The problem:
Render every one of the records below as a numbered list, one line per entry, and omit any blank lines.

-- Start Material --

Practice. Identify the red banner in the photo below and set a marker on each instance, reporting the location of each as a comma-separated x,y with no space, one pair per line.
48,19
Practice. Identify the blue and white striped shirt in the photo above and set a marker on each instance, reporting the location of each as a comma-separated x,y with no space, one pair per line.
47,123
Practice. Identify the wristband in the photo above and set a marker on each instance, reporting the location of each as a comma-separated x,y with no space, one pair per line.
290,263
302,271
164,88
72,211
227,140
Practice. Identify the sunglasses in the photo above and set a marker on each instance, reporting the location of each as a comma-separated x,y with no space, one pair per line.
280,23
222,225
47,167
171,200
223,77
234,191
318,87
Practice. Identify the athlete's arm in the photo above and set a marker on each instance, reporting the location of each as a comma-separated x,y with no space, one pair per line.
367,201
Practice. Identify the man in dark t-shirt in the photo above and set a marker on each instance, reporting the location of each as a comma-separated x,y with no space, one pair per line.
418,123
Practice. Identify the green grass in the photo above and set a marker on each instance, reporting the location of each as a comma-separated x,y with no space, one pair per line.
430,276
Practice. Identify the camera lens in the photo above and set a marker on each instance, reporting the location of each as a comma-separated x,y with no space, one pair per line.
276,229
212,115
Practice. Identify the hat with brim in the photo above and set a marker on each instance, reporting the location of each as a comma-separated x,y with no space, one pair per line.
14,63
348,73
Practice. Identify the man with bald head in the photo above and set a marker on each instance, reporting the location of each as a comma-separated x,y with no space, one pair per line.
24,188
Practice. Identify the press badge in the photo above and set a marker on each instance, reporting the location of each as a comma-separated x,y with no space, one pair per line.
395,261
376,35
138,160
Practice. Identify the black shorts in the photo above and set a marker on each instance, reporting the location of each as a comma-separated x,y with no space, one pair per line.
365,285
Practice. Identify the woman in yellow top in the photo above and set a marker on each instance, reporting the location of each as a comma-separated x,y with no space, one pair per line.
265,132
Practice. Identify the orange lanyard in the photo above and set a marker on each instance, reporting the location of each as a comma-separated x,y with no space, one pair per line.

-- End Material --

Task response:
1. Practice. Identify the red banner in the photo below and set a marker on each instance, reporting the location of each as a comma-separated x,y with no space, one pair per line.
2. 48,19
3. Practice. Identify the blue and white striped shirt in the photo above and set a marker on each instance, reporting the location of each as a comma-separated x,y with no space, one pair per line.
4. 47,123
5. Practice. Identify the wristband in the photo above and set a marker on each instance, reporting the location of each as a comma-separated x,y with no space, one pair per line.
6. 290,263
7. 302,271
8. 164,88
9. 72,211
10. 227,140
11. Practice. Identify the sunglasses in the photo above and set a marker on each instance, reporting the location of each as a comma-separated x,y with no space, one pair per line.
12. 280,23
13. 222,225
14. 47,167
15. 171,200
16. 223,77
17. 234,191
18. 318,87
19. Practice. Identify the athlete's arm in the photo above and set a marker on each instance, reporting the location of each as a comma-separated x,y with no space, one pair per line.
20. 367,201
21. Practice. Identify the man in dark t-shirt in the photo above and set a marker on each instance, reporting the location of each as a comma-separated x,y with no space, one pair per line.
22. 418,123
23. Practice. Identify the green grass in the photo above and set a marker on each instance, reporting the location of each as a comma-separated x,y with no space, one pair per line.
24. 430,276
25. Practice. Identify the camera lens in the photo above and set a marker on each instance, reporting the location of each as a comma-separated x,y with no space, one pair per line.
26. 276,229
27. 212,115
28. Practice. Identify the hat with brim in the photo above and set a marker on each instance, reporting the location of each as a comma-separated x,y with no space, one pair per line.
29. 14,63
30. 348,73
31. Practice. Identify the man with bald head in the photo above and set a marker on each instance, reporting the location of each as a comma-separated x,y with no space, one pair per line.
32. 24,188
33. Practice. Identify the press badge in the photo above and set a marker on each instance, reporting the location of each as a comma-separated x,y with no space, one pair per line.
34. 395,261
35. 376,35
36. 138,160
37. Practice. Identify the black shorts in the photo above and set a marker on each instance, reporting the location of each as a comma-separated x,y with no space, one pair per line.
38. 365,285
39. Practice. Identify the woman in yellow top in the photo above and set a marker on each instance, reporting the location of each as a comma-separated x,y with no space, one pair per line.
40. 265,132
41. Practice. Identify the orange lanyard in the photo above and set a marker on each instance, reporting the location of each as a comma-separated x,y with no space, one pair per line.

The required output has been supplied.